• [Excerpt provided]:
SCIENCE
Predator Free New Zealand: Eradication Of Rats To Complete By 2050
- Osvaldo Nunez , Design & Trend Contributor
- Jul, 25, 2016, 04:15 PM
In an effort to salvage the country's birds, New Zealand has vowed to wipe out all rats, weasels and feral cats on the South Pacific nation. The plan is that by 2050, the region's rodent problem will be solved.
NPR reported that New Zealand's Prime Minister John Key said on Monday that the government hopes to boost the population of their native birds, including the kiwi. Many of the country's birds are threatened with extinction due to pests competing with them for food, and also eating their eggs.
New Zealand looks to recruit the help of philanthropists and Maori tribes to complete their goal. The country looks to start first with their smaller islands.
"This is the most ambitious conservation project attempted anywhere in the world, but we believe if we all work together as a country we can achieve it," said Key.
New Zealand currently spends $40 million a year on invasive species eradication programs. So far, it has wiped out one-third of its 220 islands of predators. Key suggests that this is not enough. A government research group said that the effort should take $20 billion.
Ecologist James Russell, from the University of Auckland, said that getting rid of the country's pests would greatly alter the health of native flora and fauna, for the better. "I really do think it's possible," he said. "It will require people working in every nook and corner of the country."
Some believe that it would take incredible effort to complete such a task. Holly Jones, an assistant professor of conversation biology at Northern Illinois University, said that South Georgia Island is the biggest island ever cleared of rats. It is over 29 times smaller than New Zealand's North Island and South Island.
"What they're proposing would be incredible if they could pull it off, because their fauna is so vulnerable," Jones said. "My first thought is that if anyone can do it, the Kiwis can. They're the ones who have really pioneered the technology to eradicate mammals. But it's going to be a big task."

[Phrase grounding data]
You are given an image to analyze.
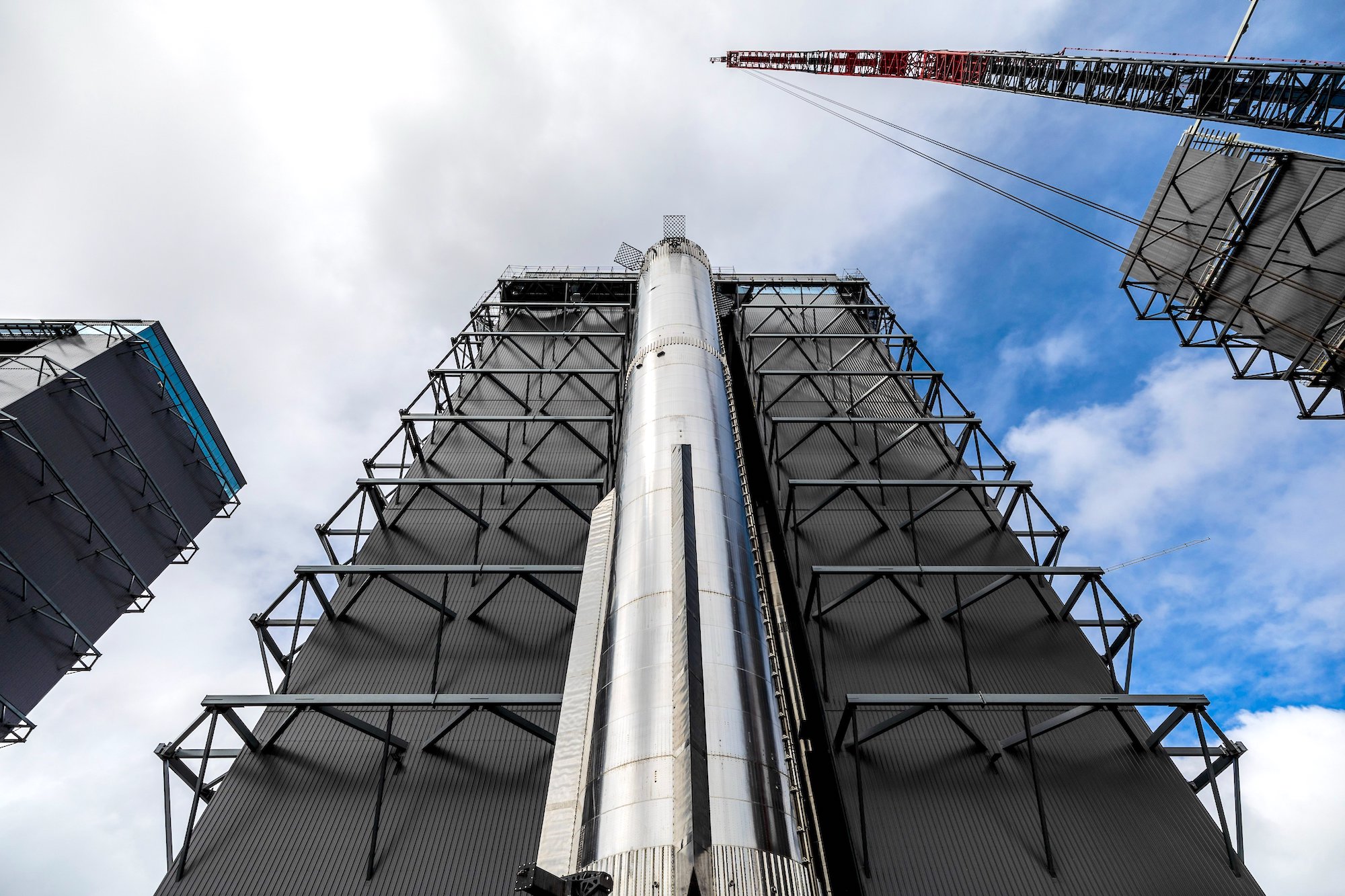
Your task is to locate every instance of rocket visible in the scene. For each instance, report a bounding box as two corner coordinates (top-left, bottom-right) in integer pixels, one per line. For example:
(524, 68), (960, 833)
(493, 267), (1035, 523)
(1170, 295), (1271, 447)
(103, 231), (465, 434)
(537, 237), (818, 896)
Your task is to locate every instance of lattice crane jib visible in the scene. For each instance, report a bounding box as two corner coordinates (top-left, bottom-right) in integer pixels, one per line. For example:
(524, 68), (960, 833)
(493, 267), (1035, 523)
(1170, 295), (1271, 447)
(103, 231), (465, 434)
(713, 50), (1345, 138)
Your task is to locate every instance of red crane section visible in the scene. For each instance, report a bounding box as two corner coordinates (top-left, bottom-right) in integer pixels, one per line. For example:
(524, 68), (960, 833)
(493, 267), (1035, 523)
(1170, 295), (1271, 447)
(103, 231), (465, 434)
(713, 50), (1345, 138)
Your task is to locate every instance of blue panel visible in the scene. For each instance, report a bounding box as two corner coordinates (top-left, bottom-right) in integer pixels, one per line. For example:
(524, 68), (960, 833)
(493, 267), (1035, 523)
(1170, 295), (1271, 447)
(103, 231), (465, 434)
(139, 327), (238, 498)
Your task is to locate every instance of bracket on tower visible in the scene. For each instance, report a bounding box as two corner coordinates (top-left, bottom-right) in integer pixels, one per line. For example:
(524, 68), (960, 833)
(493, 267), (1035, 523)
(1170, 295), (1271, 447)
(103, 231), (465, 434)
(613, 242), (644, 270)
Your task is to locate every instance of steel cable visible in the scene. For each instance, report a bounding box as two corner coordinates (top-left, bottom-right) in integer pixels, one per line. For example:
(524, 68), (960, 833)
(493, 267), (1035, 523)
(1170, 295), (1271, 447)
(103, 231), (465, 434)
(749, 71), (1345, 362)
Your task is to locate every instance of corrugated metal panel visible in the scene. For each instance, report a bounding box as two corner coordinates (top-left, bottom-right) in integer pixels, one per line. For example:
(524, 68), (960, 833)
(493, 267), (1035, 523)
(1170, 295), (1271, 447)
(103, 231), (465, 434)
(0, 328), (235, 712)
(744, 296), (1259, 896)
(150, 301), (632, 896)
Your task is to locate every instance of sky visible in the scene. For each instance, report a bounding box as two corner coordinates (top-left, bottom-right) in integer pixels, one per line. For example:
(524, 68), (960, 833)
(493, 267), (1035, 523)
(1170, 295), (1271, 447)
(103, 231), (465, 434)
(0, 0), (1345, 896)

• [Required action]:
Name every person mentioned in the article on New Zealand's predator eradication plan, along with the role the article gives each one. The material has no connection to the article about New Zealand's plan to eradicate predators.

• [Solution to this exercise]:
- Osvaldo Nunez, Design & Trend Contributor
- John Key, New Zealand's Prime Minister
- James Russell, ecologist from the University of Auckland
- Holly Jones, assistant professor of conversation biology at Northern Illinois University